- Problem to solve -
Beginning with the line that holds "of the table", set down each line of the data below through the very last, exactly as given, and nothing beyond that.

________________

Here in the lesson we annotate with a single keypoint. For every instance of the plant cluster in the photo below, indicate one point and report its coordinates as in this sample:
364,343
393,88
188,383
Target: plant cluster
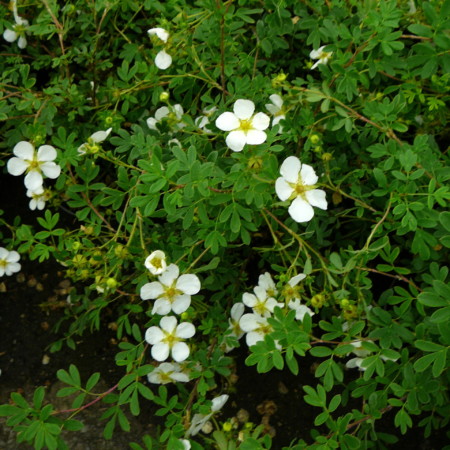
293,149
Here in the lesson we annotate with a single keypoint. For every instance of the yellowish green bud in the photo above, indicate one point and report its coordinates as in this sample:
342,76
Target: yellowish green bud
164,96
318,301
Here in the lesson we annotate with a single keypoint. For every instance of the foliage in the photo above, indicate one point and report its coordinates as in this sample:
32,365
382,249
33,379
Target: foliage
370,118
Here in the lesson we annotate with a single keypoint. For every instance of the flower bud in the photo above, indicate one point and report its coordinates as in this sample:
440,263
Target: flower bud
164,96
318,301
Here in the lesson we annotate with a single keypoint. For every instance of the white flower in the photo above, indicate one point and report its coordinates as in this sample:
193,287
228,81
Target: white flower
245,127
300,310
163,60
265,281
256,327
168,338
168,373
321,56
91,145
199,420
156,262
260,302
276,109
161,33
18,32
297,184
8,262
38,198
172,115
172,292
203,121
34,163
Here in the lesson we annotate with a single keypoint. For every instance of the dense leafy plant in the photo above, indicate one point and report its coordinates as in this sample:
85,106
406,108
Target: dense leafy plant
325,191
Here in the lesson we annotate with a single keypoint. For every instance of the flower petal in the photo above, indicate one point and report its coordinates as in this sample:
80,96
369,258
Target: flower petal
46,153
237,310
188,284
168,324
290,169
51,170
301,211
308,175
256,137
181,303
153,335
227,122
236,140
260,121
33,180
160,351
10,35
169,275
283,189
249,299
151,290
162,307
17,166
244,109
185,330
276,100
163,60
24,150
180,351
316,197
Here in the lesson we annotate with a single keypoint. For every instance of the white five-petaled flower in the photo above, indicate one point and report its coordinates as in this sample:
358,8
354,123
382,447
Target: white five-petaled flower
172,115
297,183
168,339
163,60
172,292
9,262
260,302
300,310
256,327
91,145
38,198
265,281
199,420
168,373
276,109
18,33
321,56
34,163
245,127
156,262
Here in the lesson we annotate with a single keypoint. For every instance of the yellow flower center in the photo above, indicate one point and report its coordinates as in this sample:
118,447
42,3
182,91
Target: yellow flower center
156,262
245,125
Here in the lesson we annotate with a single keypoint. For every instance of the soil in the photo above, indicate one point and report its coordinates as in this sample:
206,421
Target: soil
274,399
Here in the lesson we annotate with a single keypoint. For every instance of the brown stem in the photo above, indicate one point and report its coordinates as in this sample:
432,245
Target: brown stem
87,404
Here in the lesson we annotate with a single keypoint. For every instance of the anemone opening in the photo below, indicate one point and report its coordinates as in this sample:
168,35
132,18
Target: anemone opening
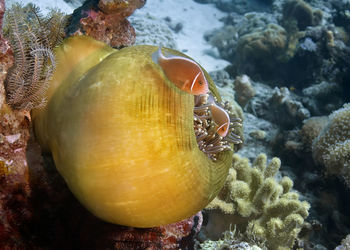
208,140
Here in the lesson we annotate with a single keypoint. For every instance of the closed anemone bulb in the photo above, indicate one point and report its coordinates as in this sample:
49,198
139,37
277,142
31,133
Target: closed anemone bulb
210,142
133,148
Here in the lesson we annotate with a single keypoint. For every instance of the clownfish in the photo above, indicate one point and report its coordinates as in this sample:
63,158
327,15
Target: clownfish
220,117
183,72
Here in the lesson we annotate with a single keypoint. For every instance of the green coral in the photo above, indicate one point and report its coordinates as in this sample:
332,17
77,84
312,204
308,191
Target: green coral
332,146
260,205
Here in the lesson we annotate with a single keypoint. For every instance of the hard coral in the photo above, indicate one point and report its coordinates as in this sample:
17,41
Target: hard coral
302,13
261,50
332,146
107,21
259,204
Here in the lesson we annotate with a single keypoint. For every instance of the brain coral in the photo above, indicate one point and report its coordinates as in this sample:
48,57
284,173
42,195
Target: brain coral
332,146
258,204
122,136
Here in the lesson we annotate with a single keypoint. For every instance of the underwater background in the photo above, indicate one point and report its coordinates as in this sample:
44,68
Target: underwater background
283,65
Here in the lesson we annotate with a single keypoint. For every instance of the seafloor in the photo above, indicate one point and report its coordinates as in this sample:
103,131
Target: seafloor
283,63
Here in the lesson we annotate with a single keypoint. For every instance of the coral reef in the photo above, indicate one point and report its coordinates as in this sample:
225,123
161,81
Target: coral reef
311,129
230,241
105,21
332,146
254,47
345,244
258,204
300,12
150,31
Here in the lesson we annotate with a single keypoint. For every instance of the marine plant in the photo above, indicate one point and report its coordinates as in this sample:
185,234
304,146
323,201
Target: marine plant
122,135
32,38
259,205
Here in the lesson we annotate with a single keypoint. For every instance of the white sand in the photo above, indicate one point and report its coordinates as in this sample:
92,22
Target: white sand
195,18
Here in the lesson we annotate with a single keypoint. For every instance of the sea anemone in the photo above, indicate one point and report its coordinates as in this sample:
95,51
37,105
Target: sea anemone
208,140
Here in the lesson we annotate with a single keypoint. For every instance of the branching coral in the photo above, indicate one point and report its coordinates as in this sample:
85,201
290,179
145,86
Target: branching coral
260,205
332,146
32,38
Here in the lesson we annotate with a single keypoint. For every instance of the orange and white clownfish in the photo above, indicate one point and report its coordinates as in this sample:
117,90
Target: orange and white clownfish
183,72
220,117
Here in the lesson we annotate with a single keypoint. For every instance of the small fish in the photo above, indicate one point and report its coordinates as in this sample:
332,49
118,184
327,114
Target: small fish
183,72
220,117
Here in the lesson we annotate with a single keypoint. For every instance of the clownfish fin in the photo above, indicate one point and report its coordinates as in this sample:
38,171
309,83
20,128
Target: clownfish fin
222,133
194,80
185,84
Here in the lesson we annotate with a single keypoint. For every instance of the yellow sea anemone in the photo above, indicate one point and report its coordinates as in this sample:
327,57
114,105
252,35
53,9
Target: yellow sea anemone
122,136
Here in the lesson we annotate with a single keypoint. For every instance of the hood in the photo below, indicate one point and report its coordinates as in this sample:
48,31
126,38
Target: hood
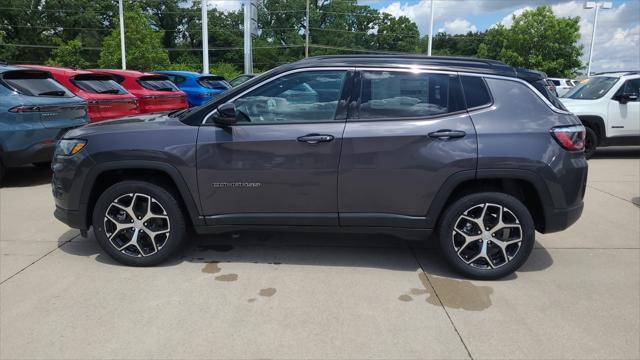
126,124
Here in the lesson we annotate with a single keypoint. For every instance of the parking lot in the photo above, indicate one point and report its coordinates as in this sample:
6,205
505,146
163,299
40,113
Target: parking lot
259,295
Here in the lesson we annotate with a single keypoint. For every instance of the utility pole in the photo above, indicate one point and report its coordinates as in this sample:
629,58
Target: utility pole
205,36
248,56
306,33
123,54
430,31
597,6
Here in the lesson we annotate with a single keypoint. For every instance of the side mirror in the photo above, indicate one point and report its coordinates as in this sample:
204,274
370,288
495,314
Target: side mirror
225,114
626,97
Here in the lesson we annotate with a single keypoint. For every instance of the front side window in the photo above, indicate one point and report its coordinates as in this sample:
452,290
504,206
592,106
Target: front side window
299,97
388,94
592,88
34,83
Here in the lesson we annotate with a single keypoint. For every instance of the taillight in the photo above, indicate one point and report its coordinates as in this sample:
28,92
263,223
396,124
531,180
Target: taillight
570,137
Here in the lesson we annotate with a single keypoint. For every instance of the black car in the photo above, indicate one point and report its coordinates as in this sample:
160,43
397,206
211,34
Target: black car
473,150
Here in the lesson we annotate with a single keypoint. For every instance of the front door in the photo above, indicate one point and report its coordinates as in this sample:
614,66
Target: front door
278,164
624,119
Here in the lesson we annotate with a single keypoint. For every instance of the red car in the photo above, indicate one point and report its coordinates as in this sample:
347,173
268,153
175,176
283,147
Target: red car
106,99
155,93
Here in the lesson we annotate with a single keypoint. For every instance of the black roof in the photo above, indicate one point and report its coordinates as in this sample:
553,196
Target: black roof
465,64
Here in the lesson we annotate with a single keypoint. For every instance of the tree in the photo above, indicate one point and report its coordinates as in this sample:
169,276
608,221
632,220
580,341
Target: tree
537,40
143,45
68,54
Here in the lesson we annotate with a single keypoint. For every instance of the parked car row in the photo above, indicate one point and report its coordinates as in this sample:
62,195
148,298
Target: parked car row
38,103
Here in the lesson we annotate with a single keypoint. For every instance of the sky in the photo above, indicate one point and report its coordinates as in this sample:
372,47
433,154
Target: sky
617,44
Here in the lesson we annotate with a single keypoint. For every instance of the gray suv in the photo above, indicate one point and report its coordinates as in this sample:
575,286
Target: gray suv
475,151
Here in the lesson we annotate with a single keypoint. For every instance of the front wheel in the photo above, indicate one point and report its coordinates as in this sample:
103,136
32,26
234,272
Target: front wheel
138,223
486,236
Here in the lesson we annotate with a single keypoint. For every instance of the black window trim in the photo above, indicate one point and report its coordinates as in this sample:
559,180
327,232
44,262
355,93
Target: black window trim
357,93
344,93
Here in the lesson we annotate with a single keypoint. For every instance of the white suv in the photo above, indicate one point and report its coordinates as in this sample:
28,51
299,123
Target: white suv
608,106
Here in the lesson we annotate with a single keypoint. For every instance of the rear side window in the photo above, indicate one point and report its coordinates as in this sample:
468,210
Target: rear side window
34,83
214,82
98,84
388,94
476,93
157,83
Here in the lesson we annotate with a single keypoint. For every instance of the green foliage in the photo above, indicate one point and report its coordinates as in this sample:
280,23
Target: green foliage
143,45
537,40
226,70
68,54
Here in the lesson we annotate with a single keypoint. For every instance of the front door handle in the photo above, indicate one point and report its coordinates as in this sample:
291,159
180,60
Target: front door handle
447,134
315,138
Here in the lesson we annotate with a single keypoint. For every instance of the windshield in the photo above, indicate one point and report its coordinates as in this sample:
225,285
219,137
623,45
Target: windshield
98,85
34,83
592,88
157,83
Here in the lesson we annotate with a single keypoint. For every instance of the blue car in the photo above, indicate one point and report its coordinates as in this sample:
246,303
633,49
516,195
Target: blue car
35,111
200,88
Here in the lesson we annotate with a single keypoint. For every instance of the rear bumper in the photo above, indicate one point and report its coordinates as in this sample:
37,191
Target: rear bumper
560,219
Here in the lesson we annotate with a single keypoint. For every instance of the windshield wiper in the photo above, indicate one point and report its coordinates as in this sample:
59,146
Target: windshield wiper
53,92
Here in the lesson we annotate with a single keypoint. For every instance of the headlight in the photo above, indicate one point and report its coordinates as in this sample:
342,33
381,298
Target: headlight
69,147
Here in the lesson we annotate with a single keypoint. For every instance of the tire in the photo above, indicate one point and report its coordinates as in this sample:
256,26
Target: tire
462,241
590,142
115,233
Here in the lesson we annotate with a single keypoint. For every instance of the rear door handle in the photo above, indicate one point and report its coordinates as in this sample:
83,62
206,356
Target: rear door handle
447,134
315,138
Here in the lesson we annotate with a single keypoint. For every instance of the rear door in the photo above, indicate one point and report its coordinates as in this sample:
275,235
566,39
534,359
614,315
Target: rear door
409,133
278,165
624,119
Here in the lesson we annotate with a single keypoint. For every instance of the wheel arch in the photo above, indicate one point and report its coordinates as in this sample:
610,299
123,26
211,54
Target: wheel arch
107,174
524,185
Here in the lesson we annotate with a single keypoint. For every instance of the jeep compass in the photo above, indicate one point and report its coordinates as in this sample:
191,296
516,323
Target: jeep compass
477,152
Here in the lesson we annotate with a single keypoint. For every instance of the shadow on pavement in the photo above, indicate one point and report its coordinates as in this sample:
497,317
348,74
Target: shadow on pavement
618,152
26,176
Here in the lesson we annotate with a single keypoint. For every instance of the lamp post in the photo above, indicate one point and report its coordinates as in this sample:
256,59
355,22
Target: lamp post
595,5
205,36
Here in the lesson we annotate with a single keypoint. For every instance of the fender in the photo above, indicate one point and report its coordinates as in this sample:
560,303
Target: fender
170,170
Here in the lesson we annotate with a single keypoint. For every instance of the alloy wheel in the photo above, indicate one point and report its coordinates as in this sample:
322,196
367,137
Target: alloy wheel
137,225
487,236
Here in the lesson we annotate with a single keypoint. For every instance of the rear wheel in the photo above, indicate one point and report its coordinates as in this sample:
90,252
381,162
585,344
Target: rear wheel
590,142
138,223
486,235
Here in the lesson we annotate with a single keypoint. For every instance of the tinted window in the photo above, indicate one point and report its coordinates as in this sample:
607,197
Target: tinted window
98,84
158,84
305,96
592,88
214,82
475,91
386,94
35,83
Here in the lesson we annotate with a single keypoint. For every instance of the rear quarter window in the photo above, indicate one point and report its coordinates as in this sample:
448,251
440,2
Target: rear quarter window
476,93
34,83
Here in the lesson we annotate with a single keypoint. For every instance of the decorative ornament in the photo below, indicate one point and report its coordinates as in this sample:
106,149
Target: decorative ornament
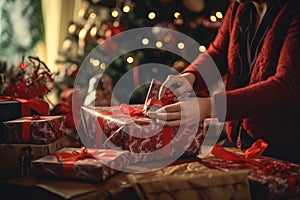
208,23
194,5
35,79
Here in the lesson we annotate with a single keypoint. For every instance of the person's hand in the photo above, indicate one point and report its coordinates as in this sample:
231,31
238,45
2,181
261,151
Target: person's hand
188,112
184,83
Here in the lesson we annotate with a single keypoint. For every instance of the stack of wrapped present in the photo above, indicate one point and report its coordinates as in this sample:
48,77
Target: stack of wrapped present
112,133
26,130
129,128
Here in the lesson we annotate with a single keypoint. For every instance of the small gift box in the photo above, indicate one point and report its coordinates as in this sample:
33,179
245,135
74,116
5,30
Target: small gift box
269,178
109,127
34,129
191,181
129,128
14,108
15,159
85,164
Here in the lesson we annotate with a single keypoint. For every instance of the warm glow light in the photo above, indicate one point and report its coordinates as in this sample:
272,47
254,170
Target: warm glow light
96,63
82,34
145,41
213,18
72,28
180,45
67,44
202,48
126,9
219,15
93,31
158,44
102,65
115,13
93,15
151,15
177,15
129,59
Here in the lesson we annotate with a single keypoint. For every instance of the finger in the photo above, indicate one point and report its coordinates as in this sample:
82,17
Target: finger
175,107
169,116
162,91
165,85
172,123
180,90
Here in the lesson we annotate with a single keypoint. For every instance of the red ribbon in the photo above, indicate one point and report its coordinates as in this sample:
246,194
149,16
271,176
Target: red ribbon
38,105
126,109
166,100
26,127
256,149
74,156
69,159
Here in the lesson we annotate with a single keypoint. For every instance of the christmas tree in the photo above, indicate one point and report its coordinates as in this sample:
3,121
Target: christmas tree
99,20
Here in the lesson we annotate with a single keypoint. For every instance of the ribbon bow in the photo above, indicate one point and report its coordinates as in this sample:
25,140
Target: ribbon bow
74,156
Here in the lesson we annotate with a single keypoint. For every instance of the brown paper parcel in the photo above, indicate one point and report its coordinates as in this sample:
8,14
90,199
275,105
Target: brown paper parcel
191,181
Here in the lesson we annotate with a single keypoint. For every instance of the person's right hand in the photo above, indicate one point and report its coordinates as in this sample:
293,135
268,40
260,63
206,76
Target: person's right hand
183,83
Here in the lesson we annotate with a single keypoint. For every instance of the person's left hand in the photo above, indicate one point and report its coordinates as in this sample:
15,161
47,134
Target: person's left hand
188,112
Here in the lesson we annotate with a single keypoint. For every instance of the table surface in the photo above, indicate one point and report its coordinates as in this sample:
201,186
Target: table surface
116,187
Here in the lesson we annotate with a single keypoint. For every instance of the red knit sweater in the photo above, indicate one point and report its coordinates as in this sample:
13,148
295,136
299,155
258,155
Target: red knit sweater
270,105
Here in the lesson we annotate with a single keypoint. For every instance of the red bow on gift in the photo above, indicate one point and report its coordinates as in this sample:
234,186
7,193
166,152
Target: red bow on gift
74,156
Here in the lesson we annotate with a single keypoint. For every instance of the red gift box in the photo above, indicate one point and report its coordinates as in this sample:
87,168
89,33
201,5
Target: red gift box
84,164
269,178
110,127
34,129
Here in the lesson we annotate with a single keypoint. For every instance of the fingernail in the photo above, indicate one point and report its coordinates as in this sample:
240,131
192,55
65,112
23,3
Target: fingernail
151,114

________________

- Exercise response -
Here in the lesson we annotate with a single keypoint. For every instance of the table surface in the photo above, indicate one point and report its coordinates as in this sample:
201,186
Target: table surface
116,187
Here in the lesson we annotate with a single keypoint. For every instance of the red knit sweater in the photo above, indicate one point and report its coordinates as in this sample:
13,148
295,136
299,155
258,155
Target: red knit sweater
270,105
Here in the lesson we annotate with a single keypoint. For every instance of the red bow on gift in the photo above, indicate one point and report its coordinates as in this sample:
234,186
7,193
166,152
Target: red bow on gift
74,156
Here in the lesson we annotate with a single keypoint. For every instance of the red gift box in the photo above, indicate one point and report its coordinates as in this sample:
87,168
89,33
201,5
Target: red gift box
84,164
269,178
110,127
34,129
Here in the lesson we annotate with a single keypoint. For every instance of the fingernail in the photo above, indicate one point and report its coordinates as in this sample:
240,131
192,55
65,112
23,3
Target: fingernail
151,114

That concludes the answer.